→ **Work item**
Match on the string "person" in the entries below and return every matching line.

→ **Extracted information**
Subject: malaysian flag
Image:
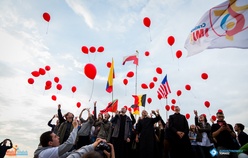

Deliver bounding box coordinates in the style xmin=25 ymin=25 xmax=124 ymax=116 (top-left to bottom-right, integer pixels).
xmin=157 ymin=75 xmax=171 ymax=98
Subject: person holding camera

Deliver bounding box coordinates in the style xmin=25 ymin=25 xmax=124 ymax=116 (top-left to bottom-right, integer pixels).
xmin=211 ymin=110 xmax=240 ymax=158
xmin=67 ymin=138 xmax=115 ymax=158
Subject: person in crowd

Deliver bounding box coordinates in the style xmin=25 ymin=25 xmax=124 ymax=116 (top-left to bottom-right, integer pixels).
xmin=154 ymin=117 xmax=166 ymax=158
xmin=135 ymin=109 xmax=161 ymax=158
xmin=194 ymin=110 xmax=215 ymax=158
xmin=189 ymin=124 xmax=199 ymax=158
xmin=128 ymin=109 xmax=138 ymax=158
xmin=34 ymin=117 xmax=79 ymax=158
xmin=164 ymin=119 xmax=172 ymax=158
xmin=0 ymin=139 xmax=13 ymax=158
xmin=92 ymin=101 xmax=104 ymax=143
xmin=57 ymin=104 xmax=75 ymax=144
xmin=95 ymin=112 xmax=112 ymax=143
xmin=168 ymin=105 xmax=192 ymax=158
xmin=110 ymin=107 xmax=132 ymax=158
xmin=47 ymin=114 xmax=60 ymax=134
xmin=76 ymin=108 xmax=94 ymax=149
xmin=238 ymin=142 xmax=248 ymax=158
xmin=234 ymin=123 xmax=248 ymax=147
xmin=211 ymin=109 xmax=240 ymax=158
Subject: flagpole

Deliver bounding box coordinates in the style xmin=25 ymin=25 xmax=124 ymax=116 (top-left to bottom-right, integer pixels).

→ **Exercise answer**
Subject: person holding camera
Subject: person in crowd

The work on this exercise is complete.